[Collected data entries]
____________________
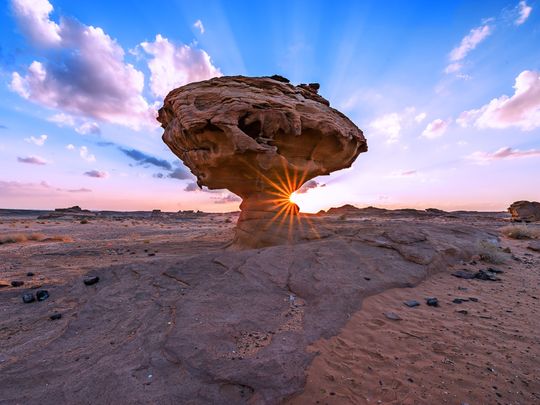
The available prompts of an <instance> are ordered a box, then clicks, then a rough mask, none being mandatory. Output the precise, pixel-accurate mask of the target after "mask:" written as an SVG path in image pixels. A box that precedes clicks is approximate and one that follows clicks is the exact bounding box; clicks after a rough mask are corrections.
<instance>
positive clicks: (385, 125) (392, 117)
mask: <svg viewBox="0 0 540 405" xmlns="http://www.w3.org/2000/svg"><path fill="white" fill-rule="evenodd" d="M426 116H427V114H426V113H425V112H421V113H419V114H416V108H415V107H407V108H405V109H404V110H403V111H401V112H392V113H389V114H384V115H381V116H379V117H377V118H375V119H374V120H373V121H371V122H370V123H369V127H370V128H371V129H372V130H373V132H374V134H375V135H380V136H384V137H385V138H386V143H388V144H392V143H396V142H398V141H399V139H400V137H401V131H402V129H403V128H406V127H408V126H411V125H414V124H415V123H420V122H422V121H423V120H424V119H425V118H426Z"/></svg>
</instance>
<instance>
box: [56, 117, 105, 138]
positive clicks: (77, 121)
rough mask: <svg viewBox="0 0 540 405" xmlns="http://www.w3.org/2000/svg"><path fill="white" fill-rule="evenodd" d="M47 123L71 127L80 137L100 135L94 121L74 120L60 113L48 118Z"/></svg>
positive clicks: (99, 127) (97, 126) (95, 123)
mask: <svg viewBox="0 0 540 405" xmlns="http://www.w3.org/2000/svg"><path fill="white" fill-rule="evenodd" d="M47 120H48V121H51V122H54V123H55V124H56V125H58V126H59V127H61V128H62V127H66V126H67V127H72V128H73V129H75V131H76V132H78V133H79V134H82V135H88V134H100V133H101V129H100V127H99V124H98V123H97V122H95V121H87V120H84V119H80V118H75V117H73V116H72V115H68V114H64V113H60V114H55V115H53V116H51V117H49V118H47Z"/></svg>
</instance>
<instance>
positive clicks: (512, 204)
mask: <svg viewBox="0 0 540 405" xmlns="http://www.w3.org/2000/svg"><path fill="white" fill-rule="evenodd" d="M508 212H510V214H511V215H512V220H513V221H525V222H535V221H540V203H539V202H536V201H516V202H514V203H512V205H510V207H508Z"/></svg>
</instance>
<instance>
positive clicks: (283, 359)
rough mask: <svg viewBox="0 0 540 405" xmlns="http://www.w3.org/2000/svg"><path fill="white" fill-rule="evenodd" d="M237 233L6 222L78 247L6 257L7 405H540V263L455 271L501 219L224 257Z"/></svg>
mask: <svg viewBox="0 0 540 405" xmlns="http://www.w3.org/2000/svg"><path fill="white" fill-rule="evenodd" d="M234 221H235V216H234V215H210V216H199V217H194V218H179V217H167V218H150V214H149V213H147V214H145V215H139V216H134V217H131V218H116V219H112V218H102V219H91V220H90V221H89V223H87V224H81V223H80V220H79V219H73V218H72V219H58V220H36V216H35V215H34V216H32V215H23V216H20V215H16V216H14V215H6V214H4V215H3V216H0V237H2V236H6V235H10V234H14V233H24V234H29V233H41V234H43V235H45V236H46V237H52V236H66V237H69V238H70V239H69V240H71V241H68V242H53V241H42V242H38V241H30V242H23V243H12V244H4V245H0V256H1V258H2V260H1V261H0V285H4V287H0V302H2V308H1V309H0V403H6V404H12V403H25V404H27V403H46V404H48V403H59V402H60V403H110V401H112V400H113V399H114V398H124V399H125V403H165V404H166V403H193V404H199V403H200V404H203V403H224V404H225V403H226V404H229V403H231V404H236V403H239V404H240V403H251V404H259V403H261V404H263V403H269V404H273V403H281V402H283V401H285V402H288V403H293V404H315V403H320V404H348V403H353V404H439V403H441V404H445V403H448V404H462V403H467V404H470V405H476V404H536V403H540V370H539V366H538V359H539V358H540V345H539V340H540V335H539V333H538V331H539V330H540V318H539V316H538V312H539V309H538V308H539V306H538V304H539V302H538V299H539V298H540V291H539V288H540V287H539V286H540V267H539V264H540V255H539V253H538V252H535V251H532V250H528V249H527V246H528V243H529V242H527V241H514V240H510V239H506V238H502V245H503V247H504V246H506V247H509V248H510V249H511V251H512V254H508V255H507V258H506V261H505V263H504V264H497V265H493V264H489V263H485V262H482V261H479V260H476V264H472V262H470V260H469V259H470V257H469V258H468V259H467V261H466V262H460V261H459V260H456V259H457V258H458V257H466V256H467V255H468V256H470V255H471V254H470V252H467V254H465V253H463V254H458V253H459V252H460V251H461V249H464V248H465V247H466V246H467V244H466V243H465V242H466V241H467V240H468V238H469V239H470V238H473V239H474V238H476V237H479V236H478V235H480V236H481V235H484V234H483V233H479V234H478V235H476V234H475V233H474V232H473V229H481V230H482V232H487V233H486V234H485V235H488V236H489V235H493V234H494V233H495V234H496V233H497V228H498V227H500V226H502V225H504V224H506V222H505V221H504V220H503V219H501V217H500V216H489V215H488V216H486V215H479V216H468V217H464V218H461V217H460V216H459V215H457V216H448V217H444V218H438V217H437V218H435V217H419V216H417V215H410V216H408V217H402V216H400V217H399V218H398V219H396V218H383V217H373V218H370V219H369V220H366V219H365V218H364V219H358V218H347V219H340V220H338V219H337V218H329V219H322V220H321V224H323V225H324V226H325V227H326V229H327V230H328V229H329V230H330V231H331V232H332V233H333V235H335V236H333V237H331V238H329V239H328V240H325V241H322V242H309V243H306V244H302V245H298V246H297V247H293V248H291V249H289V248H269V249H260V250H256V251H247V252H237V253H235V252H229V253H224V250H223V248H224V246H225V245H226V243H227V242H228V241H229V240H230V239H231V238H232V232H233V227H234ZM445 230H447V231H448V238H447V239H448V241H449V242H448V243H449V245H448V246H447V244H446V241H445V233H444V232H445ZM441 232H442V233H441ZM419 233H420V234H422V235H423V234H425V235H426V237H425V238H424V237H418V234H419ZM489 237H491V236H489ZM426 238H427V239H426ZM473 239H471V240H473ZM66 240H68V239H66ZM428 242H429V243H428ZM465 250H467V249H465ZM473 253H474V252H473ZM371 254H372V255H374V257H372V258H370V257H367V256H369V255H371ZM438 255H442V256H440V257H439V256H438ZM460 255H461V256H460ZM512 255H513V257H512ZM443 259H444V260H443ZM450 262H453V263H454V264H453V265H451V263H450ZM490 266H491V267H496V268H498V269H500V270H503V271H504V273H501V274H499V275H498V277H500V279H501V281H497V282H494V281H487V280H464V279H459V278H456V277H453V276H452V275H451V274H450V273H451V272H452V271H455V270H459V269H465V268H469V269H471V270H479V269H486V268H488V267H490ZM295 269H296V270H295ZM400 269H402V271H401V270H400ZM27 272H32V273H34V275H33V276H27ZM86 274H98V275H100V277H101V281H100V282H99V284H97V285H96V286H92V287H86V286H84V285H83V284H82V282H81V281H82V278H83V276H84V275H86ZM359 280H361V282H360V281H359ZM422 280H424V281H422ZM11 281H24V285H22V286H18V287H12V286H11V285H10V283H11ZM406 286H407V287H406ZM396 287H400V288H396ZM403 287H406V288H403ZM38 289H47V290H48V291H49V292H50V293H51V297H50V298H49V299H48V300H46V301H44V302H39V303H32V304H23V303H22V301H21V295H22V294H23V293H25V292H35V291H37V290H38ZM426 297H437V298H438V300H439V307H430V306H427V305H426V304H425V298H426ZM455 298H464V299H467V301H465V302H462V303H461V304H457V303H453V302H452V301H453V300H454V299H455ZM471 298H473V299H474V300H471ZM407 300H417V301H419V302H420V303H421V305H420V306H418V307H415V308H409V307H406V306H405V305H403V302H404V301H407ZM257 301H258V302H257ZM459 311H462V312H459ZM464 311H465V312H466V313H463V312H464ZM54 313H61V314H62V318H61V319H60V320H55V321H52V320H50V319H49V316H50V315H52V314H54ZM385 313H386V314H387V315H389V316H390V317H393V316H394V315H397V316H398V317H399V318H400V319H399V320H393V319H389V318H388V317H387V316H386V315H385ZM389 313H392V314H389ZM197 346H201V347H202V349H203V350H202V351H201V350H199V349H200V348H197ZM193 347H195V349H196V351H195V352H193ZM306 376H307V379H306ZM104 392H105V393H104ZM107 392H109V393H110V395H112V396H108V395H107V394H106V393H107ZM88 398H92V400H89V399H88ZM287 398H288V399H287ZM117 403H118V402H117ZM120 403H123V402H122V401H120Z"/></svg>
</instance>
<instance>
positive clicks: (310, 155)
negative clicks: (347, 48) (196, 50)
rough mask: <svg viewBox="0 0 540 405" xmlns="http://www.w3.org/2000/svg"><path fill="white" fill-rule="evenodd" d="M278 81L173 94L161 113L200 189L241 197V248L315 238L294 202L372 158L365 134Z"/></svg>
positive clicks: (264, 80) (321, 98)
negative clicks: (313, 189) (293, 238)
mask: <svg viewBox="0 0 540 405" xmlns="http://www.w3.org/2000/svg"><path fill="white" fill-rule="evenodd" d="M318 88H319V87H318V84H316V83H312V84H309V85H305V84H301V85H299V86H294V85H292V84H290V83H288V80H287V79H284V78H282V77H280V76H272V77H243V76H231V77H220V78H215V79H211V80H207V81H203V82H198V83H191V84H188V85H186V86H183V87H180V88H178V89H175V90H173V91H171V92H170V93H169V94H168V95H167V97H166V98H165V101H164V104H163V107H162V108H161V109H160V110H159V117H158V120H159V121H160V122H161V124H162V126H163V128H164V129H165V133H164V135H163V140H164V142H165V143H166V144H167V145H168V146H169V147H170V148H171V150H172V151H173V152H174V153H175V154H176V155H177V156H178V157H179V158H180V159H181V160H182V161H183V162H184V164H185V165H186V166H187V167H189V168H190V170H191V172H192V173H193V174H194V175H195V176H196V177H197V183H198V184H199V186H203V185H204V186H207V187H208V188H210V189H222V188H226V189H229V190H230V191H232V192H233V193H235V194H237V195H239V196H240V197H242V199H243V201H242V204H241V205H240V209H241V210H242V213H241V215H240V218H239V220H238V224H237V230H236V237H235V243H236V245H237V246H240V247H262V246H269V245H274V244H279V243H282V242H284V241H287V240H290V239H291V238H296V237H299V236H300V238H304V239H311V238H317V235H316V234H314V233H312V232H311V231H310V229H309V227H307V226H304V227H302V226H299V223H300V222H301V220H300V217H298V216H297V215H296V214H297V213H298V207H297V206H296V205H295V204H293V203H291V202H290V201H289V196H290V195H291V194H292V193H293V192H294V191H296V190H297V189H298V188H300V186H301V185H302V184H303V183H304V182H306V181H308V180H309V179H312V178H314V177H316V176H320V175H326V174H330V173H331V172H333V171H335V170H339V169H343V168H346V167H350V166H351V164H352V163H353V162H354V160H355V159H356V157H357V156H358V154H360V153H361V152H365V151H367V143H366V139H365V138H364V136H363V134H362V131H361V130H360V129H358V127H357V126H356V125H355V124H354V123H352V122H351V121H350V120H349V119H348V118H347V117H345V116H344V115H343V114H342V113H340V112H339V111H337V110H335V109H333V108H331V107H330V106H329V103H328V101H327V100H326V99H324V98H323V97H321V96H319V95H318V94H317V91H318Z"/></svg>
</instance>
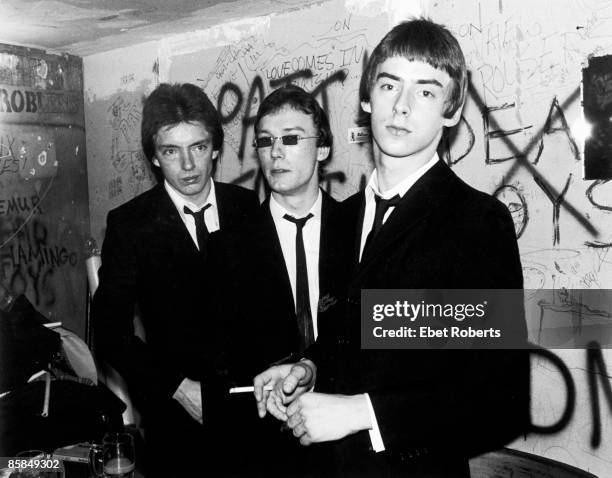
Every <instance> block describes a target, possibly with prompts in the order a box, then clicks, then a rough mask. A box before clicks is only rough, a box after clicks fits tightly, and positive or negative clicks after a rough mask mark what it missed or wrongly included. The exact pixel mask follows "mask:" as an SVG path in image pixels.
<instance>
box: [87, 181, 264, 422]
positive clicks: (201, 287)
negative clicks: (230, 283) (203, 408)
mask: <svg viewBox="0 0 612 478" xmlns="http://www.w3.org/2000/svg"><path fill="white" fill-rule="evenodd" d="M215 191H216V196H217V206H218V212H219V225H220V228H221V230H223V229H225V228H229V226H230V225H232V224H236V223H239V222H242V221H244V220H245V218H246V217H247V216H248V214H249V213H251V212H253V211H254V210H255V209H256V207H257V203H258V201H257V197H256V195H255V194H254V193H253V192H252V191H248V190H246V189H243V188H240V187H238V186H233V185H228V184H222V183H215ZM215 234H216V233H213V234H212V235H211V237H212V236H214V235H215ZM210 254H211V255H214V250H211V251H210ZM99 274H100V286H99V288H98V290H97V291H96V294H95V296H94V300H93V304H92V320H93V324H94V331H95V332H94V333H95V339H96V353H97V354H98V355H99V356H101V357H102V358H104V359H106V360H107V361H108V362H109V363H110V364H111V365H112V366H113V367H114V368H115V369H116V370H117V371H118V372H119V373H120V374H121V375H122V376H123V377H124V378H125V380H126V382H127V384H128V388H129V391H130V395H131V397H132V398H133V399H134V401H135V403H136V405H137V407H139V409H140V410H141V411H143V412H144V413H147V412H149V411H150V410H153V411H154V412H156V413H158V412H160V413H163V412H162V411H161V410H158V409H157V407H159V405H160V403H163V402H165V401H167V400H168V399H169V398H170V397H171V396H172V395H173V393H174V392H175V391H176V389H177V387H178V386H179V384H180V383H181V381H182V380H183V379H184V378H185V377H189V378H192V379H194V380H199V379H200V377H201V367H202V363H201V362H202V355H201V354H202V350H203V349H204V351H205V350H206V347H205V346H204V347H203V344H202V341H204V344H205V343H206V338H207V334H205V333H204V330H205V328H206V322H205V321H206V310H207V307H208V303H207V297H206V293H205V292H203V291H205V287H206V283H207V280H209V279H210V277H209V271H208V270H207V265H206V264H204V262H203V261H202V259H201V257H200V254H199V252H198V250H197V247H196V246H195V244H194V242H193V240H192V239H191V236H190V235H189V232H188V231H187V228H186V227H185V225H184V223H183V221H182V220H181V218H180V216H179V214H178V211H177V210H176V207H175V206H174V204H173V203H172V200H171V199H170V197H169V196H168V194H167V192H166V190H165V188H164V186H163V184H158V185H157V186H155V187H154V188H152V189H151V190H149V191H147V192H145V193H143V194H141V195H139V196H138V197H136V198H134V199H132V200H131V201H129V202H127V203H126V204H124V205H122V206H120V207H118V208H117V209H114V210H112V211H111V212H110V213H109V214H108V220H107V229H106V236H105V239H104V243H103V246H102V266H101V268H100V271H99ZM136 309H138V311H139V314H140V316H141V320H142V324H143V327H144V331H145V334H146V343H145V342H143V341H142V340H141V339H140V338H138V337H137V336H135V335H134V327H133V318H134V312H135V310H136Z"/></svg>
____________________
■ Instructions for the task
Count the lines in the records above that contain the string "image", and reply with the number alone.

■ Task solution
2